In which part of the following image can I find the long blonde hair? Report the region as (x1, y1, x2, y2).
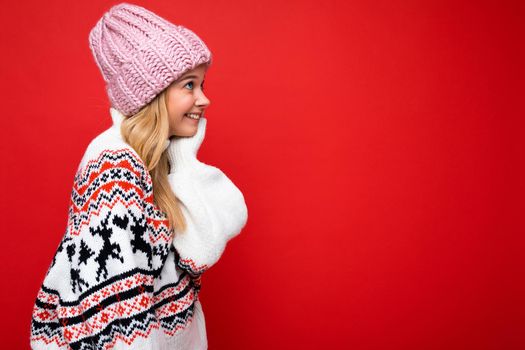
(119, 89, 187, 235)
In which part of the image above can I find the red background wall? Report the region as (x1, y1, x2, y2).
(1, 1, 523, 349)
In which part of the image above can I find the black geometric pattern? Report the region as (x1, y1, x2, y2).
(128, 209, 154, 269)
(30, 149, 202, 349)
(89, 210, 125, 282)
(78, 239, 94, 266)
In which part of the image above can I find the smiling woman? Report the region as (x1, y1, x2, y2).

--------------------

• _HOW TO COMPLETE THIS TASK_:
Please repeat every record above exactly, leaving the pictures out.

• _TASK ANSWER_:
In which part of the following image can I find the long blonde hair? Report the region as (x1, y1, x2, y2).
(119, 89, 187, 235)
In which part of the image above can I find the red background wall? Report the region as (x1, y1, x2, y2).
(1, 1, 523, 349)
In which part of the image above can I find the black geometric pattern? Report the region as (x1, y1, x2, y2).
(128, 209, 154, 269)
(30, 149, 202, 349)
(89, 210, 125, 282)
(78, 239, 94, 266)
In which part of the image above can I find the smiling woman? Report the region as (x1, y1, x2, y2).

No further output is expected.